Provided passage Start Marker

A year later, in 1992, my father pushed open the doors of the Lubyanka on his way to an appointment with the KGB's newly formed public relations department. Alexei Kondaurov sat in a plush office overlooking the courtyard where prisoners had once been executed. The KGB - or the FSK, as it was known in the early Yeltsin years - were interested in 'building bridges' with Western sovietologists, Kondaurov gushed as Mervyn sipped lemon tea. He even asked Mervyn to write an article on how he researched the Soviet Union from abroad for the FSK's new magazine. My father was more interested in contacting his old would-be controller, Alexei Suntsov. The FSK man made friendly noises, but nothing came of it.
We had more luck in 1998, when I called the press office of the Russian Foreign Intelligence Service on my father's behalf. I chatted to General Yury Kobaladze, their smooth press flack, and took him to an expensive lunch among the expat dealmakers in Moscow's best French restaurant, Le Gastronome. Kobaladze revealed that Suntsov had died, but that his widow was still alive.

Provided passage End Marker

[What to do]
A. In the passage, where did the lunch with General Yury Kobaladze take place?
B. Please condense the paragraph of the passage that begins "A year later, in 1992" into a short list of its main facts.
The entries come from a separate source unrelated to the passage.

Information shown Start Marker

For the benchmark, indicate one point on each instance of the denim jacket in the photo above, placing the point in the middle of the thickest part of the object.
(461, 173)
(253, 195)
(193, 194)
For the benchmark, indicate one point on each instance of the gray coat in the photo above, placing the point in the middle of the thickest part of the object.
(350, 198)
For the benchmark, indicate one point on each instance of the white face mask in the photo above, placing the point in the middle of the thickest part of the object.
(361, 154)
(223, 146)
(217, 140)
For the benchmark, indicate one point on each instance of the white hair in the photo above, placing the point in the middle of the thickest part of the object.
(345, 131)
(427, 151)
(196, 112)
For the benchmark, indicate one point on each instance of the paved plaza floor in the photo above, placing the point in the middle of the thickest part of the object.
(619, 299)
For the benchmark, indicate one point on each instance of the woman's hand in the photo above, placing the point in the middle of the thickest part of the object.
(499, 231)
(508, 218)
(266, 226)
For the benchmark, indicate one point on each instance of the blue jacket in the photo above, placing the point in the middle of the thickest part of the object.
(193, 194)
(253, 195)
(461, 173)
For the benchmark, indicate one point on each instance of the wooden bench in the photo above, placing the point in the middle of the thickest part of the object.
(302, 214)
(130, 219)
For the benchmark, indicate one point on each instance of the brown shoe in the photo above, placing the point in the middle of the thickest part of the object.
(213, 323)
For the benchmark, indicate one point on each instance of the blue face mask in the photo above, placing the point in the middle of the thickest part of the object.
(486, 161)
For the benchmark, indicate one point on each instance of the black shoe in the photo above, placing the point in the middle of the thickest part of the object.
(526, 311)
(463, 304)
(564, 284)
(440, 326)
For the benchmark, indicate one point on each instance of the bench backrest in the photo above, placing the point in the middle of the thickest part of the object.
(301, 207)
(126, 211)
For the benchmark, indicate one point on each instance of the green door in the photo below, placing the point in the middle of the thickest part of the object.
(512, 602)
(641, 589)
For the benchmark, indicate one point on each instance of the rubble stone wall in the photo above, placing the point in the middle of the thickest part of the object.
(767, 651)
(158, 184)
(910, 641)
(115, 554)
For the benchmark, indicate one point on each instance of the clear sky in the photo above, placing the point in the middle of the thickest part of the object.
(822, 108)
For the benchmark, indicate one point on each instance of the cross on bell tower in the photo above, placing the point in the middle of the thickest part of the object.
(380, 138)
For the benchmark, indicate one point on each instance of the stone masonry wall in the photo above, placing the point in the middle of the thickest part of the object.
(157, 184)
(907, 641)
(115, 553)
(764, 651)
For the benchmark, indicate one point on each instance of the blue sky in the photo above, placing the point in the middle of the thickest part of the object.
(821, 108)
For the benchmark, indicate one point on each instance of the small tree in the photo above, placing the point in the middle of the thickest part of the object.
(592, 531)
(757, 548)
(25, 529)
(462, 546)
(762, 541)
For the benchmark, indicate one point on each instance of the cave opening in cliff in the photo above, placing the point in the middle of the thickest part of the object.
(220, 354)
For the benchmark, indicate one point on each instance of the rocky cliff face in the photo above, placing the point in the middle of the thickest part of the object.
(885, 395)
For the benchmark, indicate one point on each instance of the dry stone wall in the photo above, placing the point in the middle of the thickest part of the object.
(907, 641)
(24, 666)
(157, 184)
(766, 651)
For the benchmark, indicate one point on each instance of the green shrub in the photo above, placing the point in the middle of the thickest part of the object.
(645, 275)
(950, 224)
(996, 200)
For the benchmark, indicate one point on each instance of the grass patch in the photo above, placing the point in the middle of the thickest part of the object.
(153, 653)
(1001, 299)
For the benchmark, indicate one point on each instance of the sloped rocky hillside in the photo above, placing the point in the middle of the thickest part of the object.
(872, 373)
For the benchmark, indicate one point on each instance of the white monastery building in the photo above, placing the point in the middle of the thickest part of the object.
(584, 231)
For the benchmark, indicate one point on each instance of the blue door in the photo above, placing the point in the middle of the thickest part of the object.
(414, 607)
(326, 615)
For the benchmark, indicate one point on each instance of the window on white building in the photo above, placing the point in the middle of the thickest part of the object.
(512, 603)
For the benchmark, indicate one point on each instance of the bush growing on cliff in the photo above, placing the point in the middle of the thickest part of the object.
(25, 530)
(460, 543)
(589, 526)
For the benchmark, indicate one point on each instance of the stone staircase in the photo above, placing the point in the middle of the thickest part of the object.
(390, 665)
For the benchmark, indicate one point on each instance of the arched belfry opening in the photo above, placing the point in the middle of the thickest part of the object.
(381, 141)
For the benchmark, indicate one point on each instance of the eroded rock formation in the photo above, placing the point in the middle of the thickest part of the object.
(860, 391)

Information shown End Marker

[Completed exercise]
A. At Le Gastronome, Moscow's best French restaurant.

B.
- In 1992, Mervyn went to the Lubyanka for an appointment with the KGB's newly formed public relations department.
- Alexei Kondaurov received him in a plush office overlooking the courtyard where prisoners had once been executed.
- Kondaurov said the KGB, then known as the FSK, wanted to build bridges with Western sovietologists.
- He asked Mervyn to write an article for the FSK's new magazine on how he researched the Soviet Union from abroad.
- Mervyn wanted to contact his old would-be controller, Alexei Suntsov, but nothing came of it.